What is needed
Once you have read the records, write them out again exactly.

Natural-language object grounding data
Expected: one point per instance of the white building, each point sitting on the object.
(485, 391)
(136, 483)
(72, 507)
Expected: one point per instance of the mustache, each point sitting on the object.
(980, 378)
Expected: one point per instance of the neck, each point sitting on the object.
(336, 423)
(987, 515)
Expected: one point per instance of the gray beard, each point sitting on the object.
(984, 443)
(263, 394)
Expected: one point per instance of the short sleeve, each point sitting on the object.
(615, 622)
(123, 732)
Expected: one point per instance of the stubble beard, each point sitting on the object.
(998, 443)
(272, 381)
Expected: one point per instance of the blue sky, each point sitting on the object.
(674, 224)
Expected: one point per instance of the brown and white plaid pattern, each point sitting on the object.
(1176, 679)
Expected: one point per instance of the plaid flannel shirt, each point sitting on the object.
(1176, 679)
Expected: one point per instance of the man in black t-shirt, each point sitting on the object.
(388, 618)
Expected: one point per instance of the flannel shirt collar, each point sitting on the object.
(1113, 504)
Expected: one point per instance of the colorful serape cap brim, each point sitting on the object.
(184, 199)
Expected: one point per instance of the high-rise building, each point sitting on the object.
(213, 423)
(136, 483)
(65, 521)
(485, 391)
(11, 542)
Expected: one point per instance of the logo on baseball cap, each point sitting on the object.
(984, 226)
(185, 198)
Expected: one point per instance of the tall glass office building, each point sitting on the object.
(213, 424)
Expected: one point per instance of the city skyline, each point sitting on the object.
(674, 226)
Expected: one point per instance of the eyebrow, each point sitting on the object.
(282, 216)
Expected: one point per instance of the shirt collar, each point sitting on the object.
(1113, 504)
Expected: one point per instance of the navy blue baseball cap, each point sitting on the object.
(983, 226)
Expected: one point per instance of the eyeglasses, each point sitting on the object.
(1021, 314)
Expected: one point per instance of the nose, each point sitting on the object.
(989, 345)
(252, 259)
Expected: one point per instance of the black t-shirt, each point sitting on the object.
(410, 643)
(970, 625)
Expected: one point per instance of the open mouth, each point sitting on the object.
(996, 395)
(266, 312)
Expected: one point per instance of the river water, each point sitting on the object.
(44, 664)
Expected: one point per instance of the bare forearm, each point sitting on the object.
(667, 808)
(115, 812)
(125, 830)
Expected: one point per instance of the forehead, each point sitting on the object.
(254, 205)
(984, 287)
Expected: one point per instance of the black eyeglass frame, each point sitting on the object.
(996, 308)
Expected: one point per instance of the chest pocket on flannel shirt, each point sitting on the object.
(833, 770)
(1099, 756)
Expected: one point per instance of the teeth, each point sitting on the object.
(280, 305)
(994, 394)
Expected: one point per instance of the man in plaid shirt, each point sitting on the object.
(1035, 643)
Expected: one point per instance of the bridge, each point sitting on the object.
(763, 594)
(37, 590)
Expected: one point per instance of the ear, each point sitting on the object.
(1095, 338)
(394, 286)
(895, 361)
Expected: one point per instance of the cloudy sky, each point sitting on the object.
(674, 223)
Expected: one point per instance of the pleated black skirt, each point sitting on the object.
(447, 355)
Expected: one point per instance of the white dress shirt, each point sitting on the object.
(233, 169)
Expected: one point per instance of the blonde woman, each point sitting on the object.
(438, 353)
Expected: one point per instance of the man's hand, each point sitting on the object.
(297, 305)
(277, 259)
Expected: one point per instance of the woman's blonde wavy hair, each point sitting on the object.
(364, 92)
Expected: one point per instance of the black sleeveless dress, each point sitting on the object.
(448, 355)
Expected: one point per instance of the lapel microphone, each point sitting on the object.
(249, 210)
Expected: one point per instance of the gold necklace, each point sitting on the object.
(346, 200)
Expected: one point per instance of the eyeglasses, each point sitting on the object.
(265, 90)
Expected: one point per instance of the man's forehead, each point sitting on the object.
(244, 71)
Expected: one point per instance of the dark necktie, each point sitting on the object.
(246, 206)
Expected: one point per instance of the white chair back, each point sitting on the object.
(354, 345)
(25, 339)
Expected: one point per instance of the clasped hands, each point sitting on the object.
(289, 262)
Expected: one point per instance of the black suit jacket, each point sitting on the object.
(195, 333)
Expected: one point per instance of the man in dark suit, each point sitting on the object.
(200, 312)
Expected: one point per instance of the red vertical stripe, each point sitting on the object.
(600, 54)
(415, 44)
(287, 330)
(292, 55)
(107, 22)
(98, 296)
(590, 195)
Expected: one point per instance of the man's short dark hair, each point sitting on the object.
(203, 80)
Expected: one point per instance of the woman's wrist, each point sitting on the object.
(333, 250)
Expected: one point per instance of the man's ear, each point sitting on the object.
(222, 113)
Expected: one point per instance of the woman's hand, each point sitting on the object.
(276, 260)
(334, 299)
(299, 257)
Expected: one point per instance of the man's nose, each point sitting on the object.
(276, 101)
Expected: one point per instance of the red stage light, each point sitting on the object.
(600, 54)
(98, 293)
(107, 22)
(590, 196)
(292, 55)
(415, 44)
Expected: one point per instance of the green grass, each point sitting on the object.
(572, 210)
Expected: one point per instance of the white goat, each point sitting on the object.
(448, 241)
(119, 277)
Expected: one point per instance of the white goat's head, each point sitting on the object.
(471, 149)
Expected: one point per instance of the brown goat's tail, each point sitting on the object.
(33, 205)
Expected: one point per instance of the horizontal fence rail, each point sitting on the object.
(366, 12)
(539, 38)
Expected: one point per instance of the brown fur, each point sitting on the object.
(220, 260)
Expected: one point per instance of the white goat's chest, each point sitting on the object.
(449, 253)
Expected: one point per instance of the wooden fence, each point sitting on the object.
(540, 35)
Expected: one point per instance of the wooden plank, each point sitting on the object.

Completed exercise
Expected: one point per instance of the white building, each point sitting on the object.
(485, 391)
(136, 483)
(72, 507)
Expected: one point per instance of the mustache, each point sitting on the object.
(980, 378)
Expected: one point per instance of the neck, each point sitting on the object.
(336, 423)
(987, 515)
Expected: one point per instance of the gray beard, each point sitting on the object.
(984, 443)
(263, 394)
Expected: one point per instance of the short sleeve, each point sitting on the object.
(615, 622)
(123, 732)
Expected: one point per instance of the stubble beard, each point sitting on the object.
(998, 443)
(272, 381)
Expected: one point per instance of the blue sky, each point sitting on the object.
(674, 224)
Expected: one point per instance of the brown and white plaid pattern, each point sitting on the object.
(1176, 679)
Expected: one point per instance of the plaid flannel shirt, each point sitting on the object.
(1176, 679)
Expected: one point per instance of the man in black t-shirt, each point sitting on the object.
(388, 618)
Expected: one point per instance of the flannel shirt collar, each point sitting on the object.
(1113, 504)
Expected: one point per instance of the colorful serape cap brim, each point sitting on the object.
(184, 199)
Expected: one point per instance of the high-rise building, each point sitting on the object.
(213, 423)
(136, 483)
(65, 521)
(485, 391)
(11, 542)
Expected: one point per instance of the logo on baseball cap, each point sitting on the object.
(984, 226)
(185, 198)
Expected: one point per instance of the tall glass office building, each point sitting on the object.
(213, 424)
Expected: one point per instance of the city skyline, each point sitting on the object.
(674, 226)
Expected: one point per instance of the eyebrow, each point sitting on the object.
(282, 216)
Expected: one point per instance of the shirt collar, each point sitting on the object.
(1113, 504)
Expected: one point per instance of the navy blue baseball cap, each point sitting on the object.
(983, 226)
Expected: one point per instance of the eyeglasses, each point sitting on the object.
(1021, 314)
Expected: one point per instance of the nose, each point sitting on the object.
(989, 345)
(252, 259)
Expected: one point per instance of the black t-shirt, each point sitting on the object.
(410, 643)
(970, 625)
Expected: one point per instance of the open mouth, each point sitting on the object.
(996, 395)
(266, 312)
Expected: one point per instance of the river water, each point sitting on the object.
(44, 664)
Expected: one point per instance of the bare forearm, each point sitting on the object.
(667, 808)
(115, 812)
(125, 830)
Expected: one point per instance of the forehead, each point sitting on the object.
(254, 205)
(984, 287)
Expected: one point per instance of the black eyeglass frame, each point sitting on the object.
(996, 308)
Expected: one point per instance of the chest pocket on flannel shirt, each point sitting on the object.
(833, 770)
(1099, 756)
Expected: one point per instance of the teeth, each point sitting on the object.
(280, 305)
(994, 394)
Expected: one point per instance of the man in plaid shirt, each point sitting on the object.
(1035, 643)
Expected: one point per instance of the bridge, each point sitting on the object.
(763, 594)
(37, 590)
Expected: one point per instance of the ear, each point sitting on the object.
(1095, 338)
(394, 286)
(895, 361)
Expected: one point per instance of the cloudy sky, each point sitting on the object.
(674, 223)
Expected: one point per instance of the pleated black skirt, each point sitting on the object.
(447, 355)
Expected: one point per instance of the white dress shirt, each point sitting on the object.
(233, 169)
Expected: one point per instance of the blonde woman, each point sitting on the object.
(438, 353)
Expected: one point per instance of the man's hand, each point sitting on the object.
(297, 305)
(277, 259)
Expected: one point per instance of the woman's blonde wavy hair, each point sitting on the object.
(364, 92)
Expected: one point per instance of the black sleeveless dress, each point sitting on the object.
(448, 355)
Expected: one point per instance of the lapel microphone, each point sitting on the object.
(249, 210)
Expected: one point per instance of the gold necklace, each point sitting on the object.
(346, 200)
Expected: one point per instance of the eyeglasses, each point sitting on the object.
(265, 90)
Expected: one point per instance of the man's forehead, each point sitting on the object.
(244, 71)
Expected: one point per instance of the dark necktie, each point sitting on the object.
(246, 206)
Expected: one point per instance of the white chair back, each point sitting on the object.
(354, 345)
(25, 339)
Expected: one point per instance of the clasped hands, each point sitting on the object.
(289, 262)
Expected: one point per instance of the black suit jacket, each point sitting on the object.
(195, 333)
Expected: one point per instance of the man in dark suit, each point sitting on the object.
(200, 312)
Expected: one point per instance of the red vertical stripe, each point sitting on the object.
(600, 54)
(415, 44)
(287, 330)
(292, 55)
(107, 22)
(98, 296)
(590, 195)
Expected: one point per instance of the man's short dark hair, each point sitting on the object.
(203, 80)
Expected: one point per instance of the woman's wrist, each point sitting on the object.
(333, 250)
Expected: one point per instance of the man's ear, each point sitting on the object.
(222, 113)
Expected: one point per instance of the woman's hand, each point sitting on the object.
(276, 260)
(334, 299)
(299, 257)
Expected: one point per instance of the man's nose, each point sitting on the object.
(276, 101)
Expected: one point per instance of the red stage light, each point sitting on the object.
(600, 54)
(98, 293)
(107, 22)
(590, 196)
(292, 55)
(415, 44)
Expected: one point per instance of the green grass, each point sitting on the object.
(572, 210)
Expected: one point per instance of the white goat, each point sitting on the object.
(448, 241)
(119, 277)
Expected: one point per instance of the white goat's head, each point sitting on the object.
(471, 149)
Expected: one point per instance of the brown goat's tail, each point sitting on the object.
(33, 205)
Expected: one point per instance of the horizontal fence rail, each point sitting on the object.
(366, 12)
(539, 38)
Expected: one point per instance of the brown fur, each point sitting on the object.
(220, 260)
Expected: one point per instance of the white goat's chest, each point sitting on the object.
(449, 253)
Expected: one point per instance of the wooden fence, each point sitting on the object.
(540, 35)
Expected: one point per instance of the wooden plank, each point sitting on the object.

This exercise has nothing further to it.